**Stated exercise**
Copy out the data below word for word, everything from the line containing "Where can the pasture" down to the line containing "point(110, 294)", with both of those lines included.

**Task input**
◆ ◆ ◆

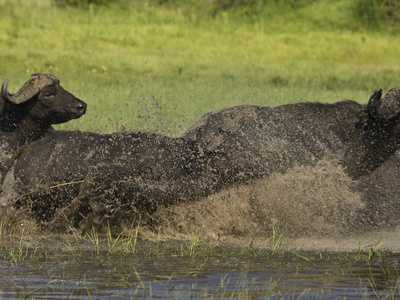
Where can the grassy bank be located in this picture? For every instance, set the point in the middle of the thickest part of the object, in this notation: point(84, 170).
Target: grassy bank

◆ ◆ ◆

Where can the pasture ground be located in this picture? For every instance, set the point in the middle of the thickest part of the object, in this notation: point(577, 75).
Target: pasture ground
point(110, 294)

◆ ◆ ◆

**Solution for this task**
Where can the pasture ground be located in this picture? For every instance, set the point in the middle of the thickest part of the object, in this notation: point(577, 75).
Target: pasture ground
point(110, 294)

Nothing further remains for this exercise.